*Text under study*
====

Close your eyes and picture a scientist. What do you see?
The likelihood is that you will imagine the scientist as an individual of great intellect, grappling heroically with nature’s secrets and looking for the “Eureka!” moment that will transform our understanding of the universe.
This notion of the individual effort is implicit in the everyday language of scientists themselves. We talk of Newton’s Laws of Motion or Mendelian Inheritance. We have the annual pronouncements of the Nobel committee, which awards science prizes to at most three living individuals in each category.
Contemporary popular culture presents us with characters such as Big Bang Theory’s Sheldon Cooper, single-mindedly and single-handedly in pursuit of a theory of everything.
But the practice of science over the last century has witnessed a significant shift from the individual to the group, as scientific research has become more specialised and the nature of research problems have become more complex, requiring increasingly sophisticated approaches.
The lone scientist appears to be almost a myth.
The rise of ‘Big Science’
Much of science, as it is conducted now, is Big Science, characterised by major international collaborations supported by multi-government billion dollar investments.
Examples include the effort to build the next atom smasher to hunt for the Higgs boson, a telescope to uncover the first generation of stars or galaxies, and the technology to unravel the complex secrets of the human genome.
One of the key driving forces behind this wonderful growth in science has been the similarly spectacular growth in computer power and storage. Big Science now equals Big Data – for example, when the Square Kilometre Array starts observing the sky in 2020, it will generate more data on its first day than will have existed on the internet at that time.
Powerful supercomputers are the tool researchers use to sift through the wealth of data produced by observations of the universe, large and small.
At the same time, they are harnessed to provide insights into complex phenomena in simulated universes – from the way atoms and molecules arrange themselves on the surfaces of novel materials, to the complexity of folding proteins, and the evolution of structure in a universe dominated by dark matter and dark energy.
Big Science has resulted in a spectacular growth in our understanding of the universe, but its reliance on cutting-edge computing has presented a number of new challenges, not only in the cost and running expenses of supercomputers and massive data stores, but also in how to take advantage of this new power.
The Big Science bottleneck
Unlike general computer users – who may want to simply check email, social media or browse photos – scientists often need to get computers to do things that haven’t been done before. It could anything from predicting the intricate motions of dark matter and atoms in a forming galaxy, or mining the wealth of genetic data in the field of bioinformatics.
And unlike general users, scientists seldom have off-the-shelf solutions and software packages to solve their research problems. They require new, home-grown programs that need to be written from scratch.

====

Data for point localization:
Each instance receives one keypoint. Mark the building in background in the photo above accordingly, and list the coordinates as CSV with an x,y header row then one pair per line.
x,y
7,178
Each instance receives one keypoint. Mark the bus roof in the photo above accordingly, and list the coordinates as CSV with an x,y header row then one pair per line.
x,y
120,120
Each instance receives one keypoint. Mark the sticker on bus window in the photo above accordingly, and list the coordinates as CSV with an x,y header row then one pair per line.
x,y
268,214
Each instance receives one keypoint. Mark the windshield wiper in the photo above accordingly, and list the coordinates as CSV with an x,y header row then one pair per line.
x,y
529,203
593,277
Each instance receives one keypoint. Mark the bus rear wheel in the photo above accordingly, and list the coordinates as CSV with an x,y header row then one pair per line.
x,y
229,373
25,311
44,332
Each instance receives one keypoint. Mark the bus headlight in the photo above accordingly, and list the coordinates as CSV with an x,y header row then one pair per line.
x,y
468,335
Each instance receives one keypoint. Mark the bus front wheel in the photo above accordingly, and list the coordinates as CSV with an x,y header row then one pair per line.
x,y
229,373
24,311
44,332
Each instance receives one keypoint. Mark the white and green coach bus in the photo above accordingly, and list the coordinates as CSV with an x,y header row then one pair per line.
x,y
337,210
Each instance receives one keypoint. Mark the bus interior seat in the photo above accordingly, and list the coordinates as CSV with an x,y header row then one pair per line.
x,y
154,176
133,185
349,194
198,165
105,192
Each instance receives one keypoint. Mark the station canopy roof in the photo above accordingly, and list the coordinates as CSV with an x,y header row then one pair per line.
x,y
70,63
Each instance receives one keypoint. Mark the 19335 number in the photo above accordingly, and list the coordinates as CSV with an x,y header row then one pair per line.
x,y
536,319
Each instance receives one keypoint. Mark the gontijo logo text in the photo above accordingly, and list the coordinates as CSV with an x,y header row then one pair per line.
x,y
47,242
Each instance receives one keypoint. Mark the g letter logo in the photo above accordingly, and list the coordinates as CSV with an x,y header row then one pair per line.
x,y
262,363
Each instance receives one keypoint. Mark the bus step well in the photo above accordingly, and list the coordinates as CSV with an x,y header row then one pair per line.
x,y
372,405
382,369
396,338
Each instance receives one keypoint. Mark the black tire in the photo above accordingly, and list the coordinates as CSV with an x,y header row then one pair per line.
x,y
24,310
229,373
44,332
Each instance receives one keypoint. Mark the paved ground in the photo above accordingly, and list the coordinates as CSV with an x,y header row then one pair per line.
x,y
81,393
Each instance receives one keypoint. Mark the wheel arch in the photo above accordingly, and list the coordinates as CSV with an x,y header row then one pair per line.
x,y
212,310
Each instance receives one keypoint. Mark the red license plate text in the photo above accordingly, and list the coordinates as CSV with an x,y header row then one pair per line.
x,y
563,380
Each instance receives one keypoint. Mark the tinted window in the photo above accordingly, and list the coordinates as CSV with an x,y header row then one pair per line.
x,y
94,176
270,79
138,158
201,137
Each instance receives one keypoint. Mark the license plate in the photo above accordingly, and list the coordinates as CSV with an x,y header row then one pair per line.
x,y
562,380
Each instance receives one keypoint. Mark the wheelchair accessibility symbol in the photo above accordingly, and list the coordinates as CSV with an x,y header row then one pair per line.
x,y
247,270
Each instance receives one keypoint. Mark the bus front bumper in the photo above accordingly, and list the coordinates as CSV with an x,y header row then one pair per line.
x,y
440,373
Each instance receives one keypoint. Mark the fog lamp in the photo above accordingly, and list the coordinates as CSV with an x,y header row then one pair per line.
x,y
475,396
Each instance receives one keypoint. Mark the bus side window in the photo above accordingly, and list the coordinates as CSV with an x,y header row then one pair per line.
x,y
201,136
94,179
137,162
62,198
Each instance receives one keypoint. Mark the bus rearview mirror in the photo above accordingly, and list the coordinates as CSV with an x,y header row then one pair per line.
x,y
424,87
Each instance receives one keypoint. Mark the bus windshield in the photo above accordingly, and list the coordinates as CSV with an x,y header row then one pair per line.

====

*Exercise*
Please print the passage on Big Science word for word, starting with "Big Science has" and going on through "field of bioinformatics.". The records are separate material from the passage on Big Science.

*Task output*
Big Science has resulted in a spectacular growth in our understanding of the universe, but its reliance on cutting-edge computing has presented a number of new challenges, not only in the cost and running expenses of supercomputers and massive data stores, but also in how to take advantage of this new power.
The Big Science bottleneck
Unlike general computer users – who may want to simply check email, social media or browse photos – scientists often need to get computers to do things that haven’t been done before. It could anything from predicting the intricate motions of dark matter and atoms in a forming galaxy, or mining the wealth of genetic data in the field of bioinformatics.